(begin)
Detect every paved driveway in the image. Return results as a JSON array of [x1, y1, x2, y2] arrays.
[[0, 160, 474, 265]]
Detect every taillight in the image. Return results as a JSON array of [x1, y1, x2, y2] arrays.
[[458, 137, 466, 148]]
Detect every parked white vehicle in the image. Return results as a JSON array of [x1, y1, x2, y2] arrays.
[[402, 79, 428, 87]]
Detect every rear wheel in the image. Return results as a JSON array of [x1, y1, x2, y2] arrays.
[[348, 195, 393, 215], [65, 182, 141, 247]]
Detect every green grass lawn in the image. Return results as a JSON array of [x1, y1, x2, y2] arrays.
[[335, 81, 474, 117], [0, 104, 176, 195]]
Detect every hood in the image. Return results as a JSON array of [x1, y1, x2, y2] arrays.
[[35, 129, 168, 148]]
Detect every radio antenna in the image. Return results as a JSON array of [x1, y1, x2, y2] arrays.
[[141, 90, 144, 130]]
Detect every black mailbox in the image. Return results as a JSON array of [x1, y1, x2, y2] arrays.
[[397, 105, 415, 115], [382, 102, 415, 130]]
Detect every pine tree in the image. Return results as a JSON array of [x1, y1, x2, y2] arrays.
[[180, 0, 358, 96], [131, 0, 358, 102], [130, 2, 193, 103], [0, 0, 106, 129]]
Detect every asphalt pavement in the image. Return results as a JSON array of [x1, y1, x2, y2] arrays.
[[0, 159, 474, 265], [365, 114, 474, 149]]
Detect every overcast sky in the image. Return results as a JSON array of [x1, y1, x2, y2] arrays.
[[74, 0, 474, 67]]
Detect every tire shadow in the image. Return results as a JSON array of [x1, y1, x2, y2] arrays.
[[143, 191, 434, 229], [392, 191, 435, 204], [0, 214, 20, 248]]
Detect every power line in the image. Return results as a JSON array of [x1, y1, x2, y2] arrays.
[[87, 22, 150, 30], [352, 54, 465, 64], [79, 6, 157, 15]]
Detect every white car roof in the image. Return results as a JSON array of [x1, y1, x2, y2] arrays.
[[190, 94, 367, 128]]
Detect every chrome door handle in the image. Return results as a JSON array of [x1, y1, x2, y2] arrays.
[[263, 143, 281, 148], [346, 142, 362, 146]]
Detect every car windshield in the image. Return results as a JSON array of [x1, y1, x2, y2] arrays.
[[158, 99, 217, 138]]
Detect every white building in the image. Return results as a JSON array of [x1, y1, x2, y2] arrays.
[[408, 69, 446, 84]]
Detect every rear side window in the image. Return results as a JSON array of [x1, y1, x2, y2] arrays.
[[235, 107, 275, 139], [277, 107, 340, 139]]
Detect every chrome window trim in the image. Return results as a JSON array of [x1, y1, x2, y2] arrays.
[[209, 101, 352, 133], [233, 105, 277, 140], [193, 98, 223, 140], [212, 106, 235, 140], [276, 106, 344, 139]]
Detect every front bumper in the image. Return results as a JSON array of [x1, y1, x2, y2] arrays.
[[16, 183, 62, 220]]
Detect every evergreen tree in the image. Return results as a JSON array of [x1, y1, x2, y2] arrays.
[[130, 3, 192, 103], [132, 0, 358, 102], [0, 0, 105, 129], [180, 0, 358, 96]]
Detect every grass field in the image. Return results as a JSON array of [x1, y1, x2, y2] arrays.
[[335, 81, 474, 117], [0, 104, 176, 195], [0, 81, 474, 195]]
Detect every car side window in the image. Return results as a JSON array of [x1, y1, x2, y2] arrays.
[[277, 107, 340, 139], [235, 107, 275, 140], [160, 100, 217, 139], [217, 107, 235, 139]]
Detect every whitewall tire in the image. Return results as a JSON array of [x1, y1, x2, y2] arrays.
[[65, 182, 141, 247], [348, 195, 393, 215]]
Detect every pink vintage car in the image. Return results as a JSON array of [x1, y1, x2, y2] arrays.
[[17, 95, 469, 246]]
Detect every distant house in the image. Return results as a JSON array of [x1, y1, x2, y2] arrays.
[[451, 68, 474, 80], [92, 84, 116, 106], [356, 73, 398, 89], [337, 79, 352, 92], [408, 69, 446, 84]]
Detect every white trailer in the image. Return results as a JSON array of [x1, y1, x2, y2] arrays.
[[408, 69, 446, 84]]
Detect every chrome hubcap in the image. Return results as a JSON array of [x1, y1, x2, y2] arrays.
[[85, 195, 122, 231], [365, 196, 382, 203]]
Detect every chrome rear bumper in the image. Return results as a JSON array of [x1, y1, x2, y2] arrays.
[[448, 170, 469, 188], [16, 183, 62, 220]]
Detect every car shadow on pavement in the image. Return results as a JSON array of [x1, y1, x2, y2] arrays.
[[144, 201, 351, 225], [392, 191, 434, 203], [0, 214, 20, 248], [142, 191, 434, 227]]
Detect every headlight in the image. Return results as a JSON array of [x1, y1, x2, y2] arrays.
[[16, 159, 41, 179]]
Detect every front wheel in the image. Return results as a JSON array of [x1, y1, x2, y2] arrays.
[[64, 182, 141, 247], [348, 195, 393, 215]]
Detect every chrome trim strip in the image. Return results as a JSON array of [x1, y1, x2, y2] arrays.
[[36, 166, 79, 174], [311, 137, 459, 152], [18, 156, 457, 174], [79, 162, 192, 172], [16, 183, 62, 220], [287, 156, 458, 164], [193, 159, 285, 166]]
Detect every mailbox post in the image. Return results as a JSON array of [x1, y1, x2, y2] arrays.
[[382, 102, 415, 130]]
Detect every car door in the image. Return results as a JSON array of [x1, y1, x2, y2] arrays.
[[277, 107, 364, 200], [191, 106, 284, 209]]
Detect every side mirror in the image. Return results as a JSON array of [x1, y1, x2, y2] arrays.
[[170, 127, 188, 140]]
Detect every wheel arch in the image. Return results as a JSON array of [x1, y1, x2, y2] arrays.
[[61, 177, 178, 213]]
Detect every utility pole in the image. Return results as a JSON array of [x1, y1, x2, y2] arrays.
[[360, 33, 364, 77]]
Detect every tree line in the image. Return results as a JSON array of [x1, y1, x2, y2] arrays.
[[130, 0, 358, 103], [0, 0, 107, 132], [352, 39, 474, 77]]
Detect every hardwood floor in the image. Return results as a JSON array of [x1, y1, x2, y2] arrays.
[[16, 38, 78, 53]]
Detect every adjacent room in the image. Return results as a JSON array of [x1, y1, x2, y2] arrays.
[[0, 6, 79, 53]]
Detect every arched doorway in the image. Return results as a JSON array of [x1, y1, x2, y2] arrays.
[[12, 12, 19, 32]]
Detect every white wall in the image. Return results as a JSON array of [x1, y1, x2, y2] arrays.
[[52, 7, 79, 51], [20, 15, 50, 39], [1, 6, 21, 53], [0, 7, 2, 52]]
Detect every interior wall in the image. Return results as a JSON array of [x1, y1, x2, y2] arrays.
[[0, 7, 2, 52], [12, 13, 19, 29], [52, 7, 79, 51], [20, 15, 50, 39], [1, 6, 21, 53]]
(end)
Aim of the task = Count how many lines of the records contain the string "tire", matching case, and give only that number.

Final result = 2